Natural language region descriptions
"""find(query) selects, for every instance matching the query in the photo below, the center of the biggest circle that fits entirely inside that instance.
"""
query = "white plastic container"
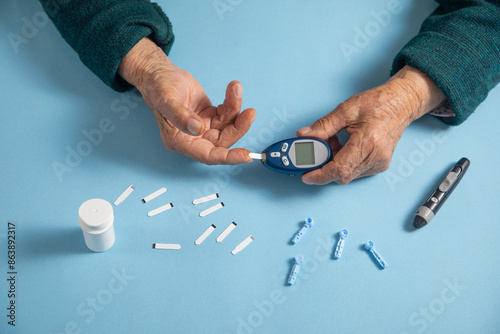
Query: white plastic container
(96, 218)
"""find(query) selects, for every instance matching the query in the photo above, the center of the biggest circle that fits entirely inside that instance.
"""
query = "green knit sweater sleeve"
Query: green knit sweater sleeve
(458, 47)
(102, 32)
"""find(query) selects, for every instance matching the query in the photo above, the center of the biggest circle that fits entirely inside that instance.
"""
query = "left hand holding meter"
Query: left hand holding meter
(295, 156)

> **Your objective**
Print each record exactly as it stands, leaving the images out.

> **Solution to this task**
"""find(query) selects, for every instance matching the query in the photo below, the center of the biggest circle that fits entirely inside that instance.
"""
query = "white plastic container"
Query: white plastic container
(96, 218)
"""find(query) selects, for every instance matching the query in the photo above, the center of the biggest circle that fits entirely inside that instance.
"""
query = "green knit sweater sleeve"
Query: green knit sweater sleeve
(458, 47)
(102, 32)
"""find(query) selects, for every instance matching the query in the photo above, the center of the biggest circle that fits entirely inside that instance.
"""
query = "left hand holding meter"
Query: left hand holding meter
(295, 156)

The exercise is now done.